--- Source records Enclosed Below ---

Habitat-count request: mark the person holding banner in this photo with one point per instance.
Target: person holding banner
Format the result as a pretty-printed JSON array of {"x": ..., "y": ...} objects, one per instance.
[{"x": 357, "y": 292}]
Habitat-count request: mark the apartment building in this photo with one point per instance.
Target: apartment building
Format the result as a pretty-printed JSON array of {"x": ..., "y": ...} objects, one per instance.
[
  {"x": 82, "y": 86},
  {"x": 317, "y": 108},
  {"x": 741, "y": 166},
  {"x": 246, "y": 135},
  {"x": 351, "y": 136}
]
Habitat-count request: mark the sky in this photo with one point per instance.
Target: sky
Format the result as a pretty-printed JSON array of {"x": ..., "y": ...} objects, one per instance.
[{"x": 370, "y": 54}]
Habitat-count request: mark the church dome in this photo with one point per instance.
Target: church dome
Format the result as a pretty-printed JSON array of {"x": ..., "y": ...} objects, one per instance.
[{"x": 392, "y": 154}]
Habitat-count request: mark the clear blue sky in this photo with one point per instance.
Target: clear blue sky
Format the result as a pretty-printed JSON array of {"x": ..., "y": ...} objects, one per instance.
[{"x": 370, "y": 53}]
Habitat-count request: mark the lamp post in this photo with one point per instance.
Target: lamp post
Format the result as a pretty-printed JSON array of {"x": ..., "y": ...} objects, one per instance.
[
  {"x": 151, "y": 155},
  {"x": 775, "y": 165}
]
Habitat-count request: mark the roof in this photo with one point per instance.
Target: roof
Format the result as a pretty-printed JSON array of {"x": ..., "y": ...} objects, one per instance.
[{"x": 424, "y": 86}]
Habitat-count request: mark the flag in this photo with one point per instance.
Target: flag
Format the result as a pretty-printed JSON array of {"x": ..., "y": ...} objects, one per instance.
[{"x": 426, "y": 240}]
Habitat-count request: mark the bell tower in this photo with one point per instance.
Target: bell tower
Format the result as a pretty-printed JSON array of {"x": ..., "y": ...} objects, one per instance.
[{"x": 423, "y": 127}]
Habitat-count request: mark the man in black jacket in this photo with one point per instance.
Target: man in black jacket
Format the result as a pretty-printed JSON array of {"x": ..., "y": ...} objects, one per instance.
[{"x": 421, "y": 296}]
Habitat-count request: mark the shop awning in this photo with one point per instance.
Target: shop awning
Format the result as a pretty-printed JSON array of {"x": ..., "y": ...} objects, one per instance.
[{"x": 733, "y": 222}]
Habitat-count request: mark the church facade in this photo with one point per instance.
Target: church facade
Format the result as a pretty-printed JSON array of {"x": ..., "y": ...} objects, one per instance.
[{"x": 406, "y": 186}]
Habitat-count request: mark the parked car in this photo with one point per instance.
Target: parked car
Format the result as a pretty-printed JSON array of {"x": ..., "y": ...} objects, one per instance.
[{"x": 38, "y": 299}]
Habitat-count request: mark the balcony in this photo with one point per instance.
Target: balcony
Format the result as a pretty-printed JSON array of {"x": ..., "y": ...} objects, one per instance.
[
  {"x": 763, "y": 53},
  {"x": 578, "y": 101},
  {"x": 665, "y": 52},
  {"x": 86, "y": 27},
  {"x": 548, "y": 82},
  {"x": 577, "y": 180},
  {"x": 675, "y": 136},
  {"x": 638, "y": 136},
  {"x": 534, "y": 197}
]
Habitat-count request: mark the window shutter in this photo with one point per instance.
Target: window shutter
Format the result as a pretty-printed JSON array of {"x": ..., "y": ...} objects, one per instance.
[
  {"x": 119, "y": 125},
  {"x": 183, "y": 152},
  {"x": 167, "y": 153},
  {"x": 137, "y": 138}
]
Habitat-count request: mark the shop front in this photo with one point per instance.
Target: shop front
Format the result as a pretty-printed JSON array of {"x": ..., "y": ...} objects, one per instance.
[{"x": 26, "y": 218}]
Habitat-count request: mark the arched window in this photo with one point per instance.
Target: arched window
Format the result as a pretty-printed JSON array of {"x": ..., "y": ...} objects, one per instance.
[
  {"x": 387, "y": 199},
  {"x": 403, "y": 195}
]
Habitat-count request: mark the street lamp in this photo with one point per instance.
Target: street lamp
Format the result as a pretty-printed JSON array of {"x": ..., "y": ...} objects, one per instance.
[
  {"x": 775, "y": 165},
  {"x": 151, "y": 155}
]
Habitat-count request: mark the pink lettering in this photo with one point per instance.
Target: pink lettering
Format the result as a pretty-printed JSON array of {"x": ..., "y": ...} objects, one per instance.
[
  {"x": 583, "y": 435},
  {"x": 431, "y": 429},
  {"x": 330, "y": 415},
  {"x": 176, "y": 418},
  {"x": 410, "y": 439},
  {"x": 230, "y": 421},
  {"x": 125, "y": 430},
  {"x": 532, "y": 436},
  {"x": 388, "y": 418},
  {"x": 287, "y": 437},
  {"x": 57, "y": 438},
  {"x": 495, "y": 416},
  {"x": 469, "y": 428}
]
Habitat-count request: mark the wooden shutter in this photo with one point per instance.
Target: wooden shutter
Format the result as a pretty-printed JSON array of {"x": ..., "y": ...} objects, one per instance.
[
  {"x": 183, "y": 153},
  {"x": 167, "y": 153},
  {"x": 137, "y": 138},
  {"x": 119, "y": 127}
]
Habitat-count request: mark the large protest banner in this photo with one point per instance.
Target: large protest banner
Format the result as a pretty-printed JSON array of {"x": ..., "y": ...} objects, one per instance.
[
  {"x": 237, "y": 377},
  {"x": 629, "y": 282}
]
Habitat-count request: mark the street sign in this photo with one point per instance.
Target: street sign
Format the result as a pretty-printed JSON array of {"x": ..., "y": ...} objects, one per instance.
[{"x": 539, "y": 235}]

--- End of Enclosed Source records ---

What is required
Read through the entries and copy each line in which "shutter" appears.

Exercise answer
Habitat-count request: mark the window shutter in this photo with one point per instance.
Target: window shutter
Habitat-count request: mark the wooden shutter in this photo with one point per instance.
Target: wooden shutter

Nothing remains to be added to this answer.